**Taak 1**
Neem uit de tekst over de Drie V's letterlijk het stuk over dat begint bij de woorden met "- Vermindering: gebruik", en stop na "hetzelfde aantal proefdieren.".
**Taak 2**
Waarom hebben de Drie V's volgens de tekst over de Drie V's ook nut wanneer het gebruik van proefdieren niet vermeden kan worden? Antwoord in één tot drie zinnen.

**Paginatekst**

+---+

De Drie V's
principes bij dierproeven / Uit Wikipedia, de vrije encyclopedia
De Drie V's zijn in de wetenschap leidende principes voor het verminderen van dierproeven en het ethisch omgaan met proefdieren. Deze zijn voor het eerst beschreven door W.M.S Russell en R.L. Burch in 1959.[1]
De Drie V's zijn:
- Vervanging: gebruik van wetenschappelijke methodes waarmee proefdieren worden vermeden of vervangen.
- Vermindering: gebruik van methodes waardoor onderzoekers evenveel informatie verkrijgen met minder proefdieren of meer informatie verkrijgen met hetzelfde aantal proefdieren.
- Verfijning: gebruik van methodes waarmee eventuele pijn, leed en stress worden verlicht of verminderd en het welzijn van proefdieren zo goed mogelijk is.
De Drie V's zorgen niet alleen voor het aanzetten tot alternatieven voor dierproeven, maar zorgen bovendien voor de verbetering van dierenwelzijn en de wetenschappelijke kwaliteit wanneer het gebruik van proefdieren niet vermeden kan worden. In Nederland zijn de Drie V's opgenomen in Artikel 1d van de Wet op de dierproeven (Wod).[2]

+---+

**Uitgehaalde gegevens**
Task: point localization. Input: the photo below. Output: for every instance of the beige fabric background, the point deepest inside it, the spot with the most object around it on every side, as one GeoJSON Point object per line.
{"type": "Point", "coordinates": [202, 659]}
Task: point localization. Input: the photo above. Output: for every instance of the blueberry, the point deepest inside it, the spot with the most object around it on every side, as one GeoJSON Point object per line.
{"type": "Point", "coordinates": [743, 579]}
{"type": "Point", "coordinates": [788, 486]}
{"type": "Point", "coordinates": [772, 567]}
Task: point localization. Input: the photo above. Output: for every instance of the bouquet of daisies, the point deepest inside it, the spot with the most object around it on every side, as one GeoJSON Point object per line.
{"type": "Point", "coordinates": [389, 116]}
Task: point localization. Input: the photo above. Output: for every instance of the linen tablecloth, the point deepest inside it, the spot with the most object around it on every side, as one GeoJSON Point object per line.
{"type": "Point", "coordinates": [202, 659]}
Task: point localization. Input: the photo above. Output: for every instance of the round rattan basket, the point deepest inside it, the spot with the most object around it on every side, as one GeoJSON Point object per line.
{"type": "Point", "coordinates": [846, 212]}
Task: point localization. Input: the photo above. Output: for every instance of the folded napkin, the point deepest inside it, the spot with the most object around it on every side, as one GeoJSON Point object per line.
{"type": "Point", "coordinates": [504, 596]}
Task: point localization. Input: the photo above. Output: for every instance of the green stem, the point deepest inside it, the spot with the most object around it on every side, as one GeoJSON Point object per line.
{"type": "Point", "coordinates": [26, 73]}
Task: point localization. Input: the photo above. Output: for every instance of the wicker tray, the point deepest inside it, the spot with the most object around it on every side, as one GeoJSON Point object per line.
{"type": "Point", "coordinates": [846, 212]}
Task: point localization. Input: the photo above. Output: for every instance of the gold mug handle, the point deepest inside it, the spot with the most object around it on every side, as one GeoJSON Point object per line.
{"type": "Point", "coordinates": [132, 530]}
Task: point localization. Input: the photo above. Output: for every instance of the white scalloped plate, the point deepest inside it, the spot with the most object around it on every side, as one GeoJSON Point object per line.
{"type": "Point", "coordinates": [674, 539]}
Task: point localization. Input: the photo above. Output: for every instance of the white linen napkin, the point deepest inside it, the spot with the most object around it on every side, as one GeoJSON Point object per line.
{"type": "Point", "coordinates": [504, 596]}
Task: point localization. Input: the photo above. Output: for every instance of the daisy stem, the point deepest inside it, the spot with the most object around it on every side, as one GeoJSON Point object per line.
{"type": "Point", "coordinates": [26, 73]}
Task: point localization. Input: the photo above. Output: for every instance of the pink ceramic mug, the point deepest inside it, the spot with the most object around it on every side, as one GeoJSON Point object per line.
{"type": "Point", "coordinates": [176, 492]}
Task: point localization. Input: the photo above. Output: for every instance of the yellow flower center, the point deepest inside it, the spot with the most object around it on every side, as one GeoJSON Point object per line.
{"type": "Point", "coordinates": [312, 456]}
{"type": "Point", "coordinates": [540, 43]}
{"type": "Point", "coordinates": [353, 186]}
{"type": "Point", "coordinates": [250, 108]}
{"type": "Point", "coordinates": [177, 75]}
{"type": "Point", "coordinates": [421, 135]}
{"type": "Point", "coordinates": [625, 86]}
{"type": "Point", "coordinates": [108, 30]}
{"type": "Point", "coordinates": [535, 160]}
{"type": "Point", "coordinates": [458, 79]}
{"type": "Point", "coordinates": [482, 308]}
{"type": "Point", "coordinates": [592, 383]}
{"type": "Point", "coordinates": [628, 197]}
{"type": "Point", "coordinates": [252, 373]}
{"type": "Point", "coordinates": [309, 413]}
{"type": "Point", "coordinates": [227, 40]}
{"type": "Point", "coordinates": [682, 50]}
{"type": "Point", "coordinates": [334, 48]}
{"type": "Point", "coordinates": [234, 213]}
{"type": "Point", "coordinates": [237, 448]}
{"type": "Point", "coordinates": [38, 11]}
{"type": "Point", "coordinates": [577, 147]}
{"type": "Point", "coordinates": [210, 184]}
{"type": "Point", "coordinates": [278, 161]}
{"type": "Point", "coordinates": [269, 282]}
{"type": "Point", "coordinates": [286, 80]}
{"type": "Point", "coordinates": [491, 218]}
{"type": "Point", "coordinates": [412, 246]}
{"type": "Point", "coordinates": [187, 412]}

+---+

**Eindantwoord 1**
- Vermindering: gebruik van methodes waardoor onderzoekers evenveel informatie verkrijgen met minder proefdieren of meer informatie verkrijgen met hetzelfde aantal proefdieren.

**Eindantwoord 2**
Ook als proefdieren niet vermeden kunnen worden, zorgen de Drie V's voor verbetering van het dierenwelzijn. Ze verbeteren dan ook de wetenschappelijke kwaliteit.